- **WORK INSTRUCTIONS**: Restate the records that follow word for word; no pictures should appear.

[Saved entries]
========

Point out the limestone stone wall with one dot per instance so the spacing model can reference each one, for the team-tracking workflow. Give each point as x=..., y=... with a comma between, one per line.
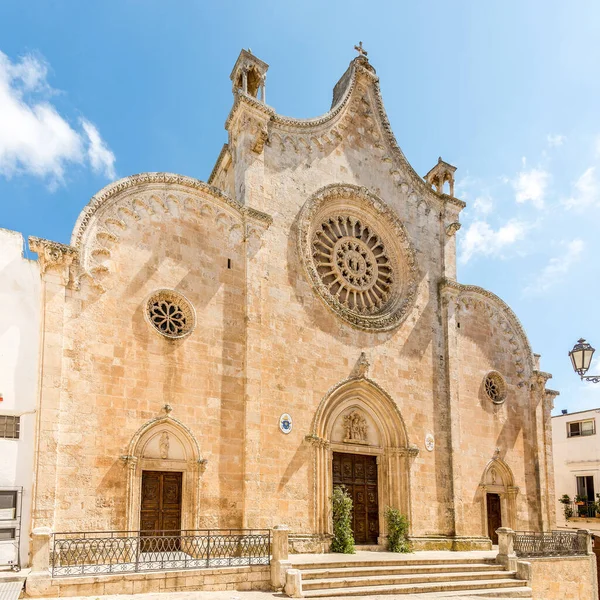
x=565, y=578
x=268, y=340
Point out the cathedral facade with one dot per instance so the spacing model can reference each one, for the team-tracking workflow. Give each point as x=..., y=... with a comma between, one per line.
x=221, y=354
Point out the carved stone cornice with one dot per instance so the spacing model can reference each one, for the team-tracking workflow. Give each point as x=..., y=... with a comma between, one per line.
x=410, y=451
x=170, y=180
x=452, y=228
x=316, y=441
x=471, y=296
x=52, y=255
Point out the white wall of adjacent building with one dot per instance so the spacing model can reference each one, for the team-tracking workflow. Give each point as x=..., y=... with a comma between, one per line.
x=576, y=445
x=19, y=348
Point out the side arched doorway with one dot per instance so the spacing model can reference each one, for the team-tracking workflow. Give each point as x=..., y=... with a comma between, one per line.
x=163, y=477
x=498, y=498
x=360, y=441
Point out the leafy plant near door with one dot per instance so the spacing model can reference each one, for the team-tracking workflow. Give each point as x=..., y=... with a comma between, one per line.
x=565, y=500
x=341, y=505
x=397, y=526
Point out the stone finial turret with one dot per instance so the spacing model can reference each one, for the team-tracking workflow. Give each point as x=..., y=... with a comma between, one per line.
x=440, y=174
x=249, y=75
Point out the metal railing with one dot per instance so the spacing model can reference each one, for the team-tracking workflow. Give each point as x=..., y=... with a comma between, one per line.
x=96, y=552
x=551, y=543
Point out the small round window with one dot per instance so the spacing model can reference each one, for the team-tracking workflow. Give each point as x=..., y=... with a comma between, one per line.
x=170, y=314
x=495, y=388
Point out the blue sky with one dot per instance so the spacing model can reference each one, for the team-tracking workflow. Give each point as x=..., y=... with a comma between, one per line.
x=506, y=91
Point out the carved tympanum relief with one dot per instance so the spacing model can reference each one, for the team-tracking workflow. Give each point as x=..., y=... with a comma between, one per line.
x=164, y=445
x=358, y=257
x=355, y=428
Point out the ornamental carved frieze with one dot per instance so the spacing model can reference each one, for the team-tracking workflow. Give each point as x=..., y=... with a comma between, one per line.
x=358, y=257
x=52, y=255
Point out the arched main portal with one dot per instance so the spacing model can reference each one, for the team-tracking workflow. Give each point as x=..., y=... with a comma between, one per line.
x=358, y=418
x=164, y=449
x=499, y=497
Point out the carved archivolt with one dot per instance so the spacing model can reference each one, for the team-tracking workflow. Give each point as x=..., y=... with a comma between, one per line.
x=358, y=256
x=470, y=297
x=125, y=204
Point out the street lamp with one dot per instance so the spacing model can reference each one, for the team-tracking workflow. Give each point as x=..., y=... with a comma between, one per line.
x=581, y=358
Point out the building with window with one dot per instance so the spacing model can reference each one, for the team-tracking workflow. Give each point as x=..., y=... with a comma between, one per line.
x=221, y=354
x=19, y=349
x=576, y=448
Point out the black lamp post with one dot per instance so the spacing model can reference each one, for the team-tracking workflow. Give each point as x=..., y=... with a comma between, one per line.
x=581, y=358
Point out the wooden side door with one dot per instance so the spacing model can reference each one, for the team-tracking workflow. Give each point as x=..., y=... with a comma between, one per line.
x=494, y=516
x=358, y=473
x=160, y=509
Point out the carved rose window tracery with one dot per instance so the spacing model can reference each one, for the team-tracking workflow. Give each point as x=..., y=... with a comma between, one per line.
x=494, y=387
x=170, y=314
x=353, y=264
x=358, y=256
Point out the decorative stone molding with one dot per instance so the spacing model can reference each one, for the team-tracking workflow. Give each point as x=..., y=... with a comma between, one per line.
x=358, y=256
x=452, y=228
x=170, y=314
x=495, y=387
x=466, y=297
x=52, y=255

========

- **TASK ANSWER**:
Point out the limestone stone wall with one dot per instance so the spacing model can reference each one, for the team-tracking workflow. Give each point as x=..., y=... with a comma between, one per line.
x=565, y=578
x=268, y=340
Point out the cathedral facade with one dot per instance so the spacing model can reference each one, for the team-tracking workflow. Give each point as x=..., y=... with a comma between, one per line.
x=221, y=354
Point out the carved stone cornice with one dot per instance so the spacing model can reference each one, for the team-tracking workflow. Give each point as x=..., y=... with a comma between, one per line.
x=410, y=451
x=170, y=180
x=452, y=228
x=316, y=441
x=471, y=296
x=52, y=255
Point out the white wall of adjacent building with one dot per instance so the spacing model can reference each one, for the team-tracking workflow. Give each point as x=..., y=... with a comma between, one per line.
x=576, y=445
x=19, y=348
Point out the side arched doorway with one dot per instance so the spacing model can reference each one, for the team-tracking workflow. Give each point as x=..., y=... with a comma between, one per line.
x=163, y=477
x=498, y=498
x=360, y=441
Point out the leafy plant near door with one dot per instance so the spacing model can reference each one, for the team-tracking workflow. Give each point as x=..., y=... with a comma between, one per line.
x=565, y=500
x=341, y=505
x=397, y=526
Point out the stone finial turret with one dot per instance so the spacing model can reference each one, for the team-tracking workflow. Give each point as x=..., y=... with a comma between, one per line.
x=440, y=174
x=249, y=75
Point out the metal railing with one dot per instance so the spacing model can reference each one, for the team-tracking workflow. Give each point as x=..., y=... with a comma between, one per line.
x=96, y=552
x=551, y=543
Point out the small round window with one dot per instance so the spacing model can reference each one, for the team-tracking workflow. Give each point as x=..., y=... with a comma between, one per line.
x=170, y=314
x=495, y=388
Point out the blue sky with one dot per instance so the spacing model can reference each one, for the team-tracking workflow. Give each point as x=..., y=... with a comma between, one per line.
x=506, y=91
Point out the carved tympanum relief with one dot per instance so the spacing model can reference each one, for the team-tracking workflow. Give each point as x=..., y=... with a comma between, one per line.
x=164, y=445
x=358, y=257
x=355, y=428
Point out the ornamental carved frieze with one dot per instance so the spacing model can reference each one, for the team-tracking workflow. Give each point as x=..., y=... with a comma between, one per line.
x=358, y=257
x=52, y=255
Point out the arched main portal with one dot per instance so the spacing model can reference each one, for the team-tracking workflow. Give each point as x=..., y=... with a comma between, one per line.
x=358, y=418
x=164, y=449
x=499, y=497
Point out the carved archivolt with one dot per instance so the spacing model can reference each one, for the team-tracking workflow. Give each point as x=..., y=... with a comma between, one per line.
x=358, y=256
x=470, y=297
x=125, y=204
Point out the street lamp with one dot per instance so the spacing model can reference each one, for the team-tracking workflow. Give each point as x=..., y=... with a comma between, one per line.
x=581, y=358
Point out the building with window with one dot per instance so the spacing model can reference each one, for the team-tracking workflow. Give each point as x=..., y=... with a comma between, one per line.
x=221, y=354
x=19, y=349
x=576, y=448
Point out the black lamp post with one dot per instance so the spacing model can reference each one, for the team-tracking workflow. Give each point as x=..., y=... with a comma between, one per line.
x=581, y=358
Point out the wooden side door with one dot per instance so the spacing model can reference each one, for the team-tracking workflow. Give each point as x=..., y=... with a comma between, one per line.
x=494, y=516
x=358, y=473
x=160, y=509
Point out the carved rose window tracery with one dot per instance so the spacing model can reference each one, for the team-tracking workflow. Give each point as x=..., y=... with a comma between, one per line.
x=494, y=387
x=170, y=314
x=353, y=264
x=358, y=256
Point out the decorative stone molding with one dot per instance so the spacing model can reference each one, for the team-tracking workflow. Give each point as x=..., y=... with a comma between, one per line.
x=358, y=256
x=452, y=228
x=170, y=314
x=495, y=387
x=466, y=297
x=52, y=255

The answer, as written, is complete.